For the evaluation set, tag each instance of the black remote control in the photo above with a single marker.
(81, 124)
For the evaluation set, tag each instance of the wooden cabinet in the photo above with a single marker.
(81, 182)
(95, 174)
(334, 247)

==*==

**Stated goal:**
Copy every row above word for word, without changing anything.

**Exercise answer:**
For the evaluation set, tag each instance of the black remote control in the photo above with a single marker.
(81, 124)
For the evaluation set, tag each instance of the wooden cabinet in the photo above with a single marker.
(81, 182)
(95, 174)
(334, 247)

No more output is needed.